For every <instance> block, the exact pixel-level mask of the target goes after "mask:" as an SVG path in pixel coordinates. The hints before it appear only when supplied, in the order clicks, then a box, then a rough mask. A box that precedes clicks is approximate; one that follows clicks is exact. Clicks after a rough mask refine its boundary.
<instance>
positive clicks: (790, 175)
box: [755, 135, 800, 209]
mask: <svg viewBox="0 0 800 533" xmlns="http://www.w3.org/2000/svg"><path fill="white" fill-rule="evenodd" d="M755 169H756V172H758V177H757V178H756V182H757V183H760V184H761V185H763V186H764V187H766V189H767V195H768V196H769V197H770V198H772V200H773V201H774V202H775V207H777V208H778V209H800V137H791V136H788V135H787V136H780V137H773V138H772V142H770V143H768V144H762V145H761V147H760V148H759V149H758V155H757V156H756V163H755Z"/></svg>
· · · · ·
■ **TASK OBJECTIVE**
Please show every line of the entries above that contains the word "instance".

■ **FINISHED EXERCISE**
For every <instance> block, the exact pixel-level mask of the target goes after "mask:" as an SVG path in pixel coordinates. The hints before it appear only when supplied, in the order clicks, then a box, then a rough mask. A box that precedes clicks is approximate; one that follows clicks is exact. Clicks after a rough mask refine its boundary.
<instance>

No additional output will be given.